> [WHAT YOU ARE ASKED TO DO] Exactly as they appear, output all of the records. Skip any images.

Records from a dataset
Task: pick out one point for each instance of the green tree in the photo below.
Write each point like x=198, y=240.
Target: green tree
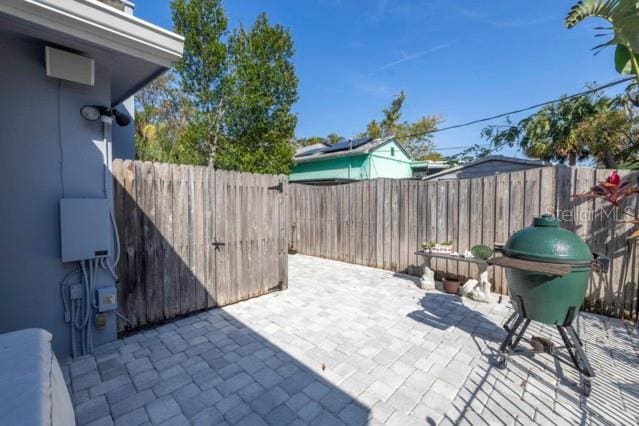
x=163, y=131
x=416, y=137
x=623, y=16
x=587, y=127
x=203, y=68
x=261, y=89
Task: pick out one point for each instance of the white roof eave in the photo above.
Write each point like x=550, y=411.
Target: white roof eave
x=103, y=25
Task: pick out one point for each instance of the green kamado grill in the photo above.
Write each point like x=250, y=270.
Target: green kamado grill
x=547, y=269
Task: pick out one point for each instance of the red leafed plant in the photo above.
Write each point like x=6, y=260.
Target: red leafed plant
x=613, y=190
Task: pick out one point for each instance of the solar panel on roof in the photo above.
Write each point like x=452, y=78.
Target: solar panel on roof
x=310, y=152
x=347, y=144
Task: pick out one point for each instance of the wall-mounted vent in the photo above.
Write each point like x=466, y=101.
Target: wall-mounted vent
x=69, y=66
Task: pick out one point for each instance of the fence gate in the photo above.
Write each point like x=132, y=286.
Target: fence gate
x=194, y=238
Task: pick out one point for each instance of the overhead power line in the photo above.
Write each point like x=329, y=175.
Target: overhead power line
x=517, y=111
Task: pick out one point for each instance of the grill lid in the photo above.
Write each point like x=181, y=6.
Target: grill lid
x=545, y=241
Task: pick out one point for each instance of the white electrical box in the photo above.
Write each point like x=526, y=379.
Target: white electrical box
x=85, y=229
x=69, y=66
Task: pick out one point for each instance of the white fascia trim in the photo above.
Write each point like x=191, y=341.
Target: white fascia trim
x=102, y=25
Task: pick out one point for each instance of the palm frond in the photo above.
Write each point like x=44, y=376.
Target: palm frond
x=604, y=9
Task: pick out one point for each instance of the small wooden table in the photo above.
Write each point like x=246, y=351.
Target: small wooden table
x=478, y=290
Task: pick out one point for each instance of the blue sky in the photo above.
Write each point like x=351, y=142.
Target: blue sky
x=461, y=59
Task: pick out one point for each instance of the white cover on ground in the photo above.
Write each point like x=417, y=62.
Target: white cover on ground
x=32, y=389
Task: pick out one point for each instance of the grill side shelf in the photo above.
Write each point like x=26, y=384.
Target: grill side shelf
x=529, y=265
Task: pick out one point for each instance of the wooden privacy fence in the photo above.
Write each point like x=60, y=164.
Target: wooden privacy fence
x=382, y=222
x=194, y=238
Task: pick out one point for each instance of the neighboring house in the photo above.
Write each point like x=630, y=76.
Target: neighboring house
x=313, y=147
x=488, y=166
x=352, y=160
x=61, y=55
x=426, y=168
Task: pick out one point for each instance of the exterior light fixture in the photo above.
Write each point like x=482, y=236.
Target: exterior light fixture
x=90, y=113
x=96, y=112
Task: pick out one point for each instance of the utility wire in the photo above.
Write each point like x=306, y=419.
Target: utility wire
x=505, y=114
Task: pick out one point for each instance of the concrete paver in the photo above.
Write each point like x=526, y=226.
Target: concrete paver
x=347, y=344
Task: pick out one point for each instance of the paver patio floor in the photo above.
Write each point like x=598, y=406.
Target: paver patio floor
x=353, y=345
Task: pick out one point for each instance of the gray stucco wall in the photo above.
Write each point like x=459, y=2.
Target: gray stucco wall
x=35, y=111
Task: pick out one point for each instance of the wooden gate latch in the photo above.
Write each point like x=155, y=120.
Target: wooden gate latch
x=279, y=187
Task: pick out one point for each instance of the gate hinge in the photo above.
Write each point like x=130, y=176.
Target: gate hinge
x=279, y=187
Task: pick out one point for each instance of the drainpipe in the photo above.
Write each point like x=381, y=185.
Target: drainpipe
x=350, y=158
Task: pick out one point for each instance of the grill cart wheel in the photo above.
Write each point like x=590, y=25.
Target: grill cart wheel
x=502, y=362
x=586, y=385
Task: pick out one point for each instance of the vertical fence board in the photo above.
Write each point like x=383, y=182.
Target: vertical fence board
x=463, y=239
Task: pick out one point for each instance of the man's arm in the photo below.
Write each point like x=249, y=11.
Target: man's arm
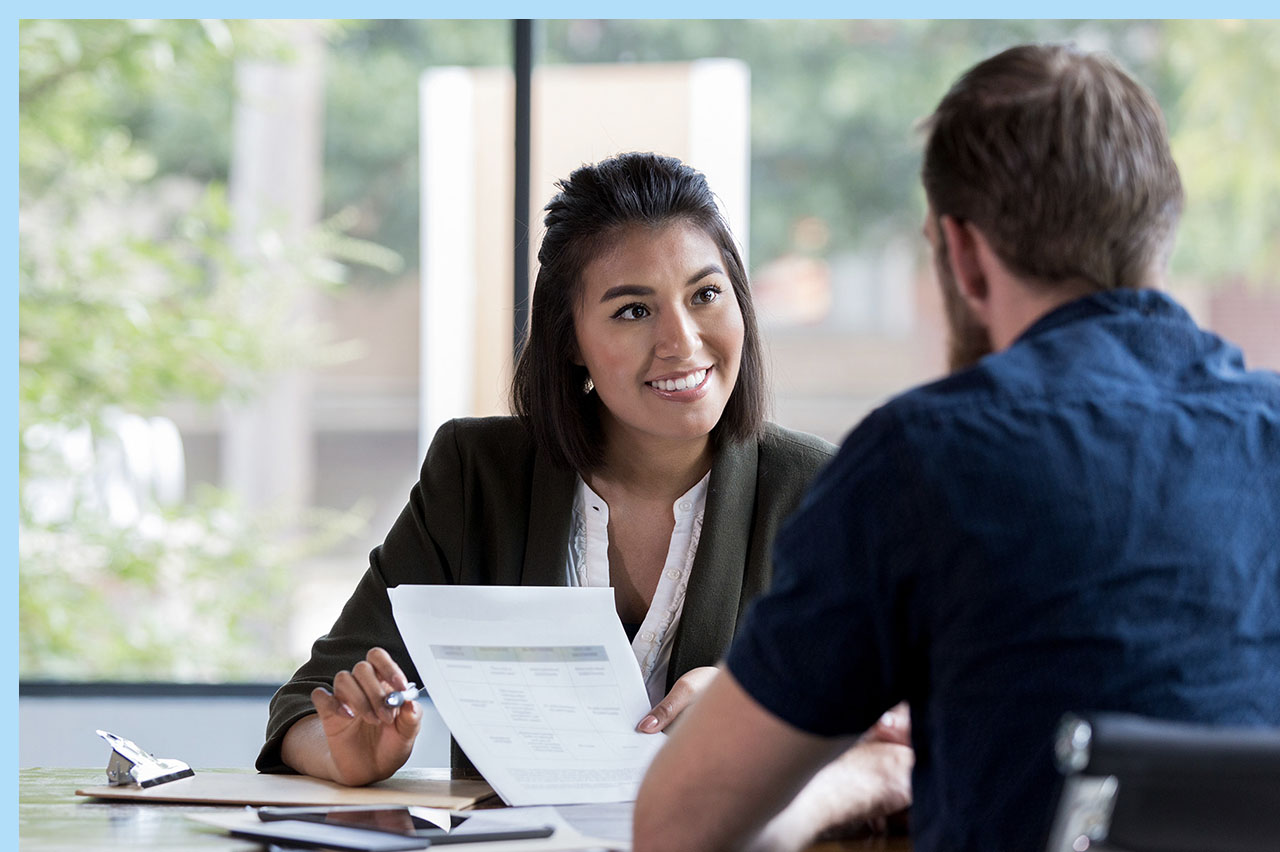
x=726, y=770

> [TASK OUTPUT]
Task: pick out one point for each instance of the green tree in the photo below.
Write each point like x=198, y=240.
Target: green tree
x=163, y=131
x=416, y=137
x=623, y=16
x=587, y=127
x=203, y=68
x=261, y=89
Task: pick out one point for each instance of the white roof eave in the photo above.
Write each point like x=550, y=411.
Target: white roof eave
x=103, y=25
Task: pick out one point for each instance of the green kamado grill in the photo above.
Write each point like x=250, y=270.
Target: green kamado grill
x=547, y=269
Task: pick out one point for each instance of the red leafed plant in the photo above.
Write each point like x=6, y=260.
Target: red leafed plant
x=613, y=190
Task: pick out one point for each instance of the solar panel on roof in the photo above.
Write each point like x=452, y=78.
Target: solar panel on roof
x=310, y=152
x=347, y=144
Task: pick out one point for each instance of the wall-mounted vent in the photo above.
Write each point like x=466, y=101.
Target: wall-mounted vent
x=69, y=66
Task: pick out one point for each instance of the fence gate in the photo above.
Write each point like x=132, y=286.
Target: fence gate
x=194, y=238
Task: pick out one point for each instance of the overhead power line in the photo above.
Write each point like x=329, y=175.
Target: overhead power line
x=517, y=111
Task: pick out one point for each instance of the grill lid in the photo above.
Write each point like x=181, y=6.
Target: grill lid
x=545, y=241
Task: pick out one point for each instance of the white electrical box in the photo above.
Write each point like x=526, y=379.
Target: white electrical box
x=85, y=229
x=69, y=66
Task: pick out one point for each instance of the white fascia trim in the photo above.
Write each point like x=191, y=341.
Target: white fascia trim
x=102, y=25
Task: pick out one point for each instance of the palm frond in the photo above.
Write each point like x=44, y=376.
Target: palm frond
x=604, y=9
Task: pick out one point for each instance of the small wooden table in the photo above.
Write each point like x=246, y=351.
Target: small wooden table
x=478, y=290
Task: pick out one point for each instance of the blue sky in the photo above.
Write each point like x=351, y=142.
Target: blue sky
x=461, y=59
Task: pick out one point for each instance of the white cover on ground in the photo above.
Write each point like x=417, y=62.
Target: white cover on ground
x=32, y=389
Task: pick out one point for each instance of the grill side shelf in the photo above.
Write each point like x=26, y=384.
Target: grill side shelf
x=529, y=265
Task: pick out one point for each instance of the wooden privacy fence in the photo above.
Write each point like x=60, y=164.
Target: wooden privacy fence
x=382, y=222
x=194, y=238
Task: pick out one point for each instance of the neighboring house in the photo above.
Write each point like x=630, y=76.
Target: neighboring house
x=313, y=147
x=488, y=166
x=352, y=160
x=61, y=55
x=426, y=168
Task: pick out one point for each instance of the exterior light fixture in the photo above.
Write each point like x=482, y=236.
Target: exterior light fixture
x=90, y=113
x=96, y=112
Task: pick out one point for each instance of the utility wire in the photo above.
Write each point like x=306, y=419.
Target: utility wire
x=505, y=114
Task: pick out one point for each instance of the concrete paver in the photo above.
Write each point like x=526, y=226.
Target: concrete paver
x=347, y=344
Task: pick out one point for each instance of the paver patio floor in the photo above.
Write each point like x=598, y=406.
Target: paver patio floor
x=353, y=345
Task: pick out one point for each instance of the gray stucco wall in the photo above.
Write each point like x=459, y=2.
Target: gray stucco wall
x=35, y=111
Task: pick out one point for each instance of the wooden gate latch in the photo above.
Write each point like x=155, y=120.
Target: wooden gate latch
x=279, y=187
Task: pick out one point for each instance of the gate hinge in the photo above.
Write each point like x=130, y=176.
Target: gate hinge
x=279, y=187
Task: pick out one point for each instance of the drainpipe in the photo above.
Write each point like x=381, y=185.
Target: drainpipe
x=350, y=158
Task: pick out one point for each instance of the grill cart wheel in the photo above.
Write each point like x=590, y=25.
Target: grill cart wheel
x=502, y=362
x=586, y=385
Task: pick out one point for each instance of the vertical fence board in the photo above.
Write each point like x=383, y=182.
Target: vertical fence board
x=463, y=239
Task: pick out one point for each instance of the man's arm in the photo below.
Write each point like x=249, y=11.
Target: man's arm
x=726, y=770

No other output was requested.